-- Point annotation rows --
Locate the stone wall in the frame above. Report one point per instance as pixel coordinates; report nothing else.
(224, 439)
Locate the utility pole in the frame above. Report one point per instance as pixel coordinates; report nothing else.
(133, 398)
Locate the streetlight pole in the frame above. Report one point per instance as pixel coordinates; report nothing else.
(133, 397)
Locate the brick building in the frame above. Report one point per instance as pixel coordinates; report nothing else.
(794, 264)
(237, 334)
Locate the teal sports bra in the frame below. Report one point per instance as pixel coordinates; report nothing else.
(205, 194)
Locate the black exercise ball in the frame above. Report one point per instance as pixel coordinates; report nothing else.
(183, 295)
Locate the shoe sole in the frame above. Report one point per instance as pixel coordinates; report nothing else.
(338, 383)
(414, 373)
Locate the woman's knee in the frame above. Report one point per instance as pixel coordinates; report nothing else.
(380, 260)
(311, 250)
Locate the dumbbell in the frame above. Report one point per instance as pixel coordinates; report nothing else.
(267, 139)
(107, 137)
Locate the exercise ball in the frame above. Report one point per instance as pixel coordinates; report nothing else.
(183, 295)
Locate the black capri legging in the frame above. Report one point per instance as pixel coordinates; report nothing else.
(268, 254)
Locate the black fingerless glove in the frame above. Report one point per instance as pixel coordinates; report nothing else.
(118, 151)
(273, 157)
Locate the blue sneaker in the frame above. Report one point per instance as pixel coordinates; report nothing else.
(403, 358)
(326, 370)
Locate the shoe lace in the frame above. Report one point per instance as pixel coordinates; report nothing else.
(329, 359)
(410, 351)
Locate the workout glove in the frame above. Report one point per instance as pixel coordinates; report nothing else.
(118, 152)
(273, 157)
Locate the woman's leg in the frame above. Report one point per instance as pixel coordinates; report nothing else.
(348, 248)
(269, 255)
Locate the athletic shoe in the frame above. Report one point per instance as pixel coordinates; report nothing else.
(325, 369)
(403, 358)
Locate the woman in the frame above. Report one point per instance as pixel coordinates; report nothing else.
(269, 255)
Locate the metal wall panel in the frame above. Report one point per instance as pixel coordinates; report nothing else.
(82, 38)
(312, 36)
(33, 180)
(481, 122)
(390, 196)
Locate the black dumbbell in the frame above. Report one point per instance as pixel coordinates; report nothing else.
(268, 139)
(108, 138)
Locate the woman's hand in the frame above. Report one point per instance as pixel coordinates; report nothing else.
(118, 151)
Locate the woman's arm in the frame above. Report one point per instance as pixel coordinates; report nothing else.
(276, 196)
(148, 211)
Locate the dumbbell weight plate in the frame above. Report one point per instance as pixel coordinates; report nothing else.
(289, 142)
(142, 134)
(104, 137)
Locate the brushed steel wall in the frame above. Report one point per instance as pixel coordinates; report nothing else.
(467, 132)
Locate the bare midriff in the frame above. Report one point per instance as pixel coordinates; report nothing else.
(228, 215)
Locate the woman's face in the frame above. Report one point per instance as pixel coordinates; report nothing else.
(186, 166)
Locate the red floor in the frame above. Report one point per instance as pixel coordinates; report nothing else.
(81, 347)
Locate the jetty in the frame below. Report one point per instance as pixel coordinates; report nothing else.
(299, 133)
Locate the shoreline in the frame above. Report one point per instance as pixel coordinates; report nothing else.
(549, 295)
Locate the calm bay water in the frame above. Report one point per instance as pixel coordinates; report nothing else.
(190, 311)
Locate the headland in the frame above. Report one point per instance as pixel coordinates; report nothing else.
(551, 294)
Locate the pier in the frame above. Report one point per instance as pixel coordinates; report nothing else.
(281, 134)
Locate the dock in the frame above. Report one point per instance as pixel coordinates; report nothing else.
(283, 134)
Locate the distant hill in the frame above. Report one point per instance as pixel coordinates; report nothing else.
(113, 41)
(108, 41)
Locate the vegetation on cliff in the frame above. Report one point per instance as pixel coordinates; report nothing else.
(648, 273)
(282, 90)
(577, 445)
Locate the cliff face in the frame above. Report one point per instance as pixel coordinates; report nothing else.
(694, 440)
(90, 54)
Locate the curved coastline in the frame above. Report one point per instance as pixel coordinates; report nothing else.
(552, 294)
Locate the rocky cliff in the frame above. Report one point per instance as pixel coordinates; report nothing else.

-- Task description --
Starting at the row that contains "Locate the curved" and continuing through the last row, rewrite those rows in full, requests included. Multiply every point coordinate in the answers by 1.55 and round to whole numbers, with halves rounding up.

-- Problem solution --
Locate the curved coastline in the frame above. Report one point per instance as pixel coordinates; report nothing else.
(856, 456)
Locate the rocky cliff in the frame above. Report one point per instance as pixel coordinates; report nothing else.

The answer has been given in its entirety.